### Your goal
Reproduce each of the following items verbatim, omitting the pictures from your reply.

<<<<

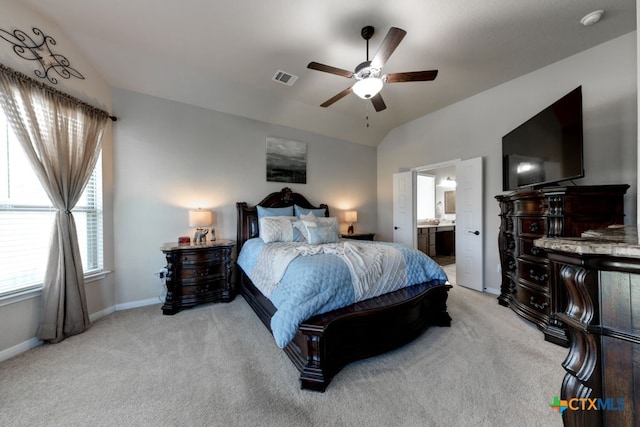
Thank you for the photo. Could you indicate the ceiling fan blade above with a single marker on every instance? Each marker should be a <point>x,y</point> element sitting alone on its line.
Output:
<point>330,69</point>
<point>337,97</point>
<point>378,102</point>
<point>389,44</point>
<point>412,76</point>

>>>>

### Worked answer
Thank you for the photo. Could you indicate the ceiling fan blade above with a single marker on every instance? Each marker should be a <point>x,y</point> element sitting alone on its line.
Output:
<point>330,69</point>
<point>337,97</point>
<point>378,102</point>
<point>389,44</point>
<point>412,76</point>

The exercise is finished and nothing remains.